:: RECORDS PROVIDED ::

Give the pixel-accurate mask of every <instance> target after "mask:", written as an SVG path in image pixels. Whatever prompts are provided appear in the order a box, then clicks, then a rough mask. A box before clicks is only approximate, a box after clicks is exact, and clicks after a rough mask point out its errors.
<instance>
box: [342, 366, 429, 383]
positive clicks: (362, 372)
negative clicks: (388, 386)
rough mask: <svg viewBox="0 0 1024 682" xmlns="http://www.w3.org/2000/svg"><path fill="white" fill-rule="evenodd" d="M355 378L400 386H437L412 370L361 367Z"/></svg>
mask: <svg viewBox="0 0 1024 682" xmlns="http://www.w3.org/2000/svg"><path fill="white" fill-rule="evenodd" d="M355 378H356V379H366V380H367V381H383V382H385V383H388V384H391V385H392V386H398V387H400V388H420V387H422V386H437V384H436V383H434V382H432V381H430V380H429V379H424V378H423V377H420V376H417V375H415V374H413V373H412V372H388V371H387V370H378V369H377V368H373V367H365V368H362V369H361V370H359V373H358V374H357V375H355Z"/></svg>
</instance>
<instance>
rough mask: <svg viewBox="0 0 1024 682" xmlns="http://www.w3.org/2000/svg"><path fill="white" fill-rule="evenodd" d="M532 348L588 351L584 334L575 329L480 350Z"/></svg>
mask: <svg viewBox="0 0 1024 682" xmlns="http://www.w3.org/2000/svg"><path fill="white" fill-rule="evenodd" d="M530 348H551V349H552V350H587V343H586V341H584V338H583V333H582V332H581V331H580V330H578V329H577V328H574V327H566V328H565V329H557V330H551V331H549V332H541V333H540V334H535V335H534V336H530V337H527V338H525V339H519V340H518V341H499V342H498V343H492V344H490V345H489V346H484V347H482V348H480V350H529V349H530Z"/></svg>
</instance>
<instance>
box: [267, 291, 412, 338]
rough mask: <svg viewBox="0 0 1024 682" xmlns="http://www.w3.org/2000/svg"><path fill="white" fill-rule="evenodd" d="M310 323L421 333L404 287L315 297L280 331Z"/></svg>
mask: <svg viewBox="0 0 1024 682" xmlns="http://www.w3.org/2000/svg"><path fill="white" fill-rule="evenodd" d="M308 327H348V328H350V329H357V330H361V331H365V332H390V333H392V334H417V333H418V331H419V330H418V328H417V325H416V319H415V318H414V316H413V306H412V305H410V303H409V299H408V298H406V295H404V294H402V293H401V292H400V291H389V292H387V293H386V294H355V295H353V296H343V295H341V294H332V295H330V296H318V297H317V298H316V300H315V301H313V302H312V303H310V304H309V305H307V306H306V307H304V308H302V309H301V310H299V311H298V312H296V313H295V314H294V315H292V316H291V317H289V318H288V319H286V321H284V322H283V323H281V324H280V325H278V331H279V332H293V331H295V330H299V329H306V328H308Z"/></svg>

:::

» BRIEF
Your task is to copy each line from the material above that includes the word "clicks".

» ANSWER TO THE PROBLEM
Give the pixel-accurate mask of every <instance> target after "mask:", written as an SVG path in image pixels. Whatever prompts are provided appear in the order a box, then clicks, then a rough mask. A box before clicks is only approximate, a box after clicks is exact, and clicks after a rough mask point out its errors.
positive clicks: (362, 372)
negative clicks: (388, 386)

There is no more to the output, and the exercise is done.